▶ [Collected data]:
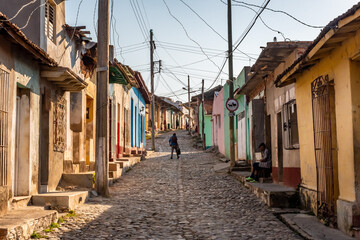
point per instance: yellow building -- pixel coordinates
(327, 88)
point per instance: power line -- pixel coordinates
(207, 24)
(251, 25)
(261, 19)
(277, 11)
(188, 34)
(247, 30)
(94, 17)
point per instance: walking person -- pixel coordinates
(174, 145)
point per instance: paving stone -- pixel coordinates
(162, 198)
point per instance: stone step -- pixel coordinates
(79, 180)
(121, 164)
(242, 168)
(21, 223)
(113, 174)
(274, 195)
(20, 202)
(114, 166)
(122, 159)
(61, 201)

▶ [Exercise directions]: Would you quote, exactly and only, the lines from the one containing "point per instance: stone" to the end of the entries?

▶ [Completed exercise]:
point per instance: stone step -- pixel coordinates
(79, 180)
(121, 164)
(242, 168)
(21, 223)
(113, 174)
(274, 195)
(20, 202)
(114, 166)
(122, 159)
(61, 201)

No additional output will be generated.